**AIM**. Rewrite the records from their first line through the line containing "[9,0,600,251]" as a JSON list of strings, one string per line, with blank lines and pictures left out.
>> BEGIN EXCERPTED DATA
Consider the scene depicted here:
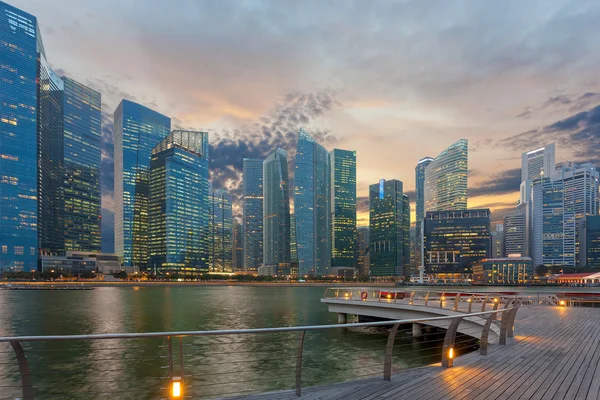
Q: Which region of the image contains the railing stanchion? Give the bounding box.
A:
[383,324,400,381]
[442,317,463,368]
[10,341,33,400]
[296,331,306,396]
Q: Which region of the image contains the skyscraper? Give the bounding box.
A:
[263,149,290,266]
[209,189,233,272]
[331,149,356,267]
[369,179,410,276]
[0,2,39,271]
[114,100,171,267]
[62,76,102,252]
[294,128,331,276]
[424,139,469,211]
[414,157,434,266]
[242,158,263,271]
[148,131,212,274]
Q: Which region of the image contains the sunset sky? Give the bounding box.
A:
[8,0,600,251]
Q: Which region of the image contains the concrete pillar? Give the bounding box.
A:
[413,323,423,337]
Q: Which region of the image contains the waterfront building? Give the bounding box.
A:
[0,2,39,271]
[114,99,171,268]
[369,179,410,277]
[502,207,529,258]
[209,189,233,273]
[357,226,370,276]
[148,131,212,274]
[294,128,331,276]
[242,158,263,271]
[424,139,469,211]
[331,149,356,267]
[413,157,434,266]
[473,257,534,285]
[423,208,491,275]
[263,149,290,266]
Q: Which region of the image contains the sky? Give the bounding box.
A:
[9,0,600,251]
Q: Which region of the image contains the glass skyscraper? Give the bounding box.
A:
[148,131,211,274]
[0,2,39,271]
[114,100,170,267]
[209,189,233,272]
[62,76,102,252]
[263,149,290,266]
[414,157,433,266]
[331,149,356,267]
[424,139,469,211]
[242,158,263,271]
[294,128,331,276]
[369,179,410,276]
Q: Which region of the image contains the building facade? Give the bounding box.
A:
[209,189,233,273]
[331,149,356,267]
[423,208,491,274]
[369,179,410,277]
[414,157,434,266]
[114,100,171,268]
[263,149,290,266]
[0,2,39,271]
[294,129,331,276]
[424,139,469,211]
[242,158,263,271]
[148,131,211,274]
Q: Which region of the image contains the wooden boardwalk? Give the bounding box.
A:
[232,307,600,400]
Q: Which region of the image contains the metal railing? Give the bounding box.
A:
[0,302,518,400]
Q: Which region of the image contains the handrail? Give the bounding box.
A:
[0,307,513,343]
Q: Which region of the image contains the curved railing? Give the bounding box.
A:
[0,306,519,400]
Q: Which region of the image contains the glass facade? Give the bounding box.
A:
[369,179,410,276]
[62,77,102,252]
[263,149,290,266]
[0,2,38,271]
[148,131,211,273]
[423,208,492,273]
[294,129,331,276]
[413,157,433,272]
[114,100,170,267]
[242,158,263,271]
[424,139,469,211]
[331,149,356,267]
[209,189,233,272]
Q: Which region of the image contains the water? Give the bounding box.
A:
[0,286,472,399]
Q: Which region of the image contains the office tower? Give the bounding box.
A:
[233,221,245,271]
[263,149,290,266]
[423,208,491,277]
[114,100,171,267]
[148,131,212,274]
[294,128,331,276]
[242,158,263,271]
[357,226,370,276]
[414,157,434,266]
[209,189,233,272]
[531,163,600,267]
[62,76,102,252]
[424,139,469,211]
[501,207,529,257]
[0,2,39,271]
[491,224,504,258]
[331,149,356,267]
[369,179,410,276]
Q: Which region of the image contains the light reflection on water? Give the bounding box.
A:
[0,286,466,399]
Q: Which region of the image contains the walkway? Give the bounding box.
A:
[232,306,600,400]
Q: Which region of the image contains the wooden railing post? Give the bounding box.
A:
[442,317,463,368]
[383,324,400,381]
>> END EXCERPTED DATA
**EXPECTED ANSWER**.
[
  "Consider the scene depicted here:",
  "Q: Which region of the image contains the railing stanchion? Give the bounding box.",
  "A:",
  "[383,324,400,381]",
  "[442,317,463,368]",
  "[10,341,33,400]",
  "[296,331,306,396]",
  "Q: Which region of the image contains the skyscraper? Give the bounding box.",
  "A:",
  "[263,149,290,266]",
  "[209,189,233,272]",
  "[331,149,356,267]",
  "[369,179,410,276]",
  "[0,2,39,271]",
  "[114,100,171,267]",
  "[62,76,102,252]",
  "[294,128,331,276]",
  "[424,139,469,211]",
  "[414,157,434,266]",
  "[242,158,263,271]",
  "[148,131,212,274]",
  "Q: Which region of the image contains the sunset sky? Give the bounding box.",
  "A:",
  "[8,0,600,251]",
  "Q: Which region of the image contains the concrete pillar? Give the bounding box.",
  "A:",
  "[413,323,423,337]",
  "Q: Which region of the image contains the waterfront building? Give the bounding box.",
  "A:",
  "[0,2,39,271]",
  "[114,99,171,268]",
  "[369,179,410,277]",
  "[502,207,529,258]",
  "[209,189,233,273]",
  "[357,226,370,276]",
  "[148,131,212,274]",
  "[294,128,331,276]",
  "[242,158,263,271]",
  "[424,139,469,211]",
  "[331,149,356,267]",
  "[413,157,434,266]",
  "[473,257,534,285]",
  "[423,208,491,275]",
  "[263,149,290,266]",
  "Q: Which region of the image contains the sky? Give the bounding box.",
  "A:",
  "[9,0,600,251]"
]